Your assignment:
Copy exactly the line that contains "Where can the stone" plus all remaining lines of the data, and leave out every line before it.

Task material:
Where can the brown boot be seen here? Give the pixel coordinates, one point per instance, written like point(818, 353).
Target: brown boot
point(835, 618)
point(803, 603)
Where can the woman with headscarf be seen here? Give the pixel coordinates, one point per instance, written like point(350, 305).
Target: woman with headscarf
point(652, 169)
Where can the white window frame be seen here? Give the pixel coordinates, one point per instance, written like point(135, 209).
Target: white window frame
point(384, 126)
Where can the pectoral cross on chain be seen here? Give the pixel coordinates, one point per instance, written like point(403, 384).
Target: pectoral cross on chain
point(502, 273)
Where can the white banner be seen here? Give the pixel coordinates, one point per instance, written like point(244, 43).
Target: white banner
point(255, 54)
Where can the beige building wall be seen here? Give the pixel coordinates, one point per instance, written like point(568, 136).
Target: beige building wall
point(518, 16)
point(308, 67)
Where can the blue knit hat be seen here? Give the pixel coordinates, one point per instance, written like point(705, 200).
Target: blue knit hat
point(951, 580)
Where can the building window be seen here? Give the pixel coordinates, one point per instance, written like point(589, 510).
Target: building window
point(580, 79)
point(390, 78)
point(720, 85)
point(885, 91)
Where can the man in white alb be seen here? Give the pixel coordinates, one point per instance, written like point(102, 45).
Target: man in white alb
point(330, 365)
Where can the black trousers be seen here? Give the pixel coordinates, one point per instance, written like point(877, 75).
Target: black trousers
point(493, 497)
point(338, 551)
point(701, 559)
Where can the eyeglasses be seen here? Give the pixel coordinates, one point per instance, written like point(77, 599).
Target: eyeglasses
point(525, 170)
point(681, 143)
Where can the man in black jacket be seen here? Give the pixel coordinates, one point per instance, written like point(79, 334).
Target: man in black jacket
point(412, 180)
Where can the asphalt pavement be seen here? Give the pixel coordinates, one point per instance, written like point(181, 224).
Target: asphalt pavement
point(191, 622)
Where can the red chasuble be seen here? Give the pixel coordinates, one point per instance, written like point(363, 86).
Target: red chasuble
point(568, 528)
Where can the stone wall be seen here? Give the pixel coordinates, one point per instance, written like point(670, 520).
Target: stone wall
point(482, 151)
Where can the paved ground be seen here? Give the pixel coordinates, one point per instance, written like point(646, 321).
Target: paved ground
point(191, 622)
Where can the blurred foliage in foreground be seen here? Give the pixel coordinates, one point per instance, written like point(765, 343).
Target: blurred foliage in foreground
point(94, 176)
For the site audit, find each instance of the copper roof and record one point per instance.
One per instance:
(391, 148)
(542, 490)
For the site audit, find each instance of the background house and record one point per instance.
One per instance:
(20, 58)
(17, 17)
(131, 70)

Exercise result:
Where can the stone wall be seen here? Give the pixel coordinates, one point per instance, written like point(670, 520).
Target: stone wall
point(482, 151)
Where can the paved ground be seen here? Give the pixel coordinates, one point per instance, written like point(646, 321).
Target: paved ground
point(191, 622)
Where can the blurred foliage in foreground be seen here? Give the pixel coordinates, one point per instance, written like point(765, 343).
Target: blurred foliage in foreground
point(94, 176)
For the site audit, find each instance of the copper roof and record one point per instance.
One per instance:
(391, 148)
(542, 490)
For the site audit, find each instance of the background house and record one point per instance.
One per instance:
(20, 58)
(17, 17)
(131, 70)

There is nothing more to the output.